== Work item ==
Please transcribe every entry below exactly, without including the pictures.

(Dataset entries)
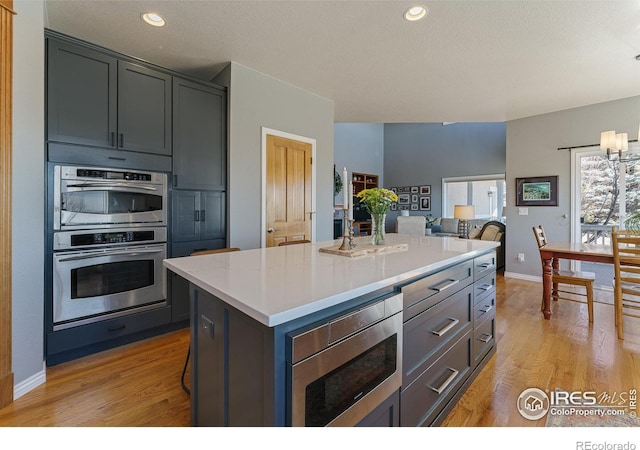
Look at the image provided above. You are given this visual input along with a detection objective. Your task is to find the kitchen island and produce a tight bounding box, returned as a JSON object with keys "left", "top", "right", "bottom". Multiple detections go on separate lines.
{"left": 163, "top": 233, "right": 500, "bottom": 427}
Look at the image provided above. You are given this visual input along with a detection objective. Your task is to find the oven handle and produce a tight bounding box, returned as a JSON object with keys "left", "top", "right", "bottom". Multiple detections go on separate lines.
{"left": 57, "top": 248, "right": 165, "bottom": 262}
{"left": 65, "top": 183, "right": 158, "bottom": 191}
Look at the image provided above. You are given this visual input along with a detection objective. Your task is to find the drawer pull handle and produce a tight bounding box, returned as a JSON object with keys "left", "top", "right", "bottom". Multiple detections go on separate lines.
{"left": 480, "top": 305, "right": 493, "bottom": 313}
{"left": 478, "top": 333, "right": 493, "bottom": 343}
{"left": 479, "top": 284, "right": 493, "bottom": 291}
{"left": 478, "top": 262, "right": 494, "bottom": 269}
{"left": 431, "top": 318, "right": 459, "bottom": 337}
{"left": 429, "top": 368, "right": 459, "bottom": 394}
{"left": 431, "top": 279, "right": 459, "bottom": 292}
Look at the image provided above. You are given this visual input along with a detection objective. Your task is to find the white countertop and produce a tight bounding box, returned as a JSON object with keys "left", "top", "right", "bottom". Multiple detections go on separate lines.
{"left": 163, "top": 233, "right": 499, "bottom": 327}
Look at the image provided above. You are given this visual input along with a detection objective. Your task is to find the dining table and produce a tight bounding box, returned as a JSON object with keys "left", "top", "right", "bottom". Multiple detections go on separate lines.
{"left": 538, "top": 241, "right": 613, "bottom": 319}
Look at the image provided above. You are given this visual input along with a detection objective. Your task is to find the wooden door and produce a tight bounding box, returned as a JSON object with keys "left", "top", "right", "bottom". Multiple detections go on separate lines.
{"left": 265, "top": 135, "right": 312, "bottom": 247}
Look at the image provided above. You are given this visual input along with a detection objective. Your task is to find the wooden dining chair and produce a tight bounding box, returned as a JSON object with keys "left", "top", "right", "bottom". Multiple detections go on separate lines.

== Exercise solution ==
Look at the image provided above. You are given this visual input along with a detection objective. Your task is to find the kitchen island and produce a tight bounding box, returned as a JSON object with keys "left", "top", "right", "bottom". Multiple detections go on separate lines.
{"left": 163, "top": 233, "right": 500, "bottom": 427}
Look at the image provided above. You are given this visual input along with a detection objective. Your task is to find the oven handle and produce a tight bounding box, returned as a JSON object with keys "left", "top", "right", "bottom". Multiple detections go on separate lines.
{"left": 57, "top": 248, "right": 165, "bottom": 262}
{"left": 65, "top": 183, "right": 158, "bottom": 191}
Look at the image provided above. You are given this visual input along with a detection objective. Your task is to find the drawer pull handle and produce a tight bounding box, returned as a JSON object with keys "left", "top", "right", "bottom". Multiple detections go on separate lines.
{"left": 480, "top": 305, "right": 493, "bottom": 313}
{"left": 478, "top": 333, "right": 493, "bottom": 343}
{"left": 479, "top": 284, "right": 493, "bottom": 291}
{"left": 478, "top": 262, "right": 494, "bottom": 269}
{"left": 431, "top": 318, "right": 459, "bottom": 337}
{"left": 429, "top": 368, "right": 459, "bottom": 394}
{"left": 431, "top": 279, "right": 459, "bottom": 292}
Look at the image provided above. You are given this visual input along with a detection objective. Your task is to find the white countertop and produce a tight bounding box, returned as a JSON object with keys "left", "top", "right", "bottom". Multiple detections go on separate lines.
{"left": 163, "top": 233, "right": 499, "bottom": 327}
Look at the image provided above. You are given this visual input along with a detection objective. Your task is to find the dining table and produce a tight bounding box, returned as a JSON object with keys "left", "top", "right", "bottom". Multiple detections go on separate lines.
{"left": 538, "top": 241, "right": 613, "bottom": 319}
Look at the image provided above. You are given this visual input along with a detection objective. Your task is to find the wooden door and produce a tight bounding box, returned as a JSON object with keys "left", "top", "right", "bottom". Multiple detections go on separate lines.
{"left": 265, "top": 135, "right": 312, "bottom": 247}
Look at the image provided above. You are given this visual input along with a detection objective. Your task is to find the wooden dining chair and produce a tight bounding box, returned as a JSON object with keys "left", "top", "right", "bottom". Multiple detections go on separate lines.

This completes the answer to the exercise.